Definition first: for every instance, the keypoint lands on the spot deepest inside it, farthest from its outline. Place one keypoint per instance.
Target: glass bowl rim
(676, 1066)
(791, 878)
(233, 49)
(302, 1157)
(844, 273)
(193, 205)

● ● ● ● ● ● ●

Objective:
Reproduce the records above verbatim, line for line.

Answer in full:
Definition first: for every instance, the keypoint lands on the spot deepest inside it, farthest from its outline. Place one keypoint per instance.
Target: glass bowl rim
(676, 1066)
(791, 878)
(233, 49)
(302, 1157)
(844, 273)
(193, 205)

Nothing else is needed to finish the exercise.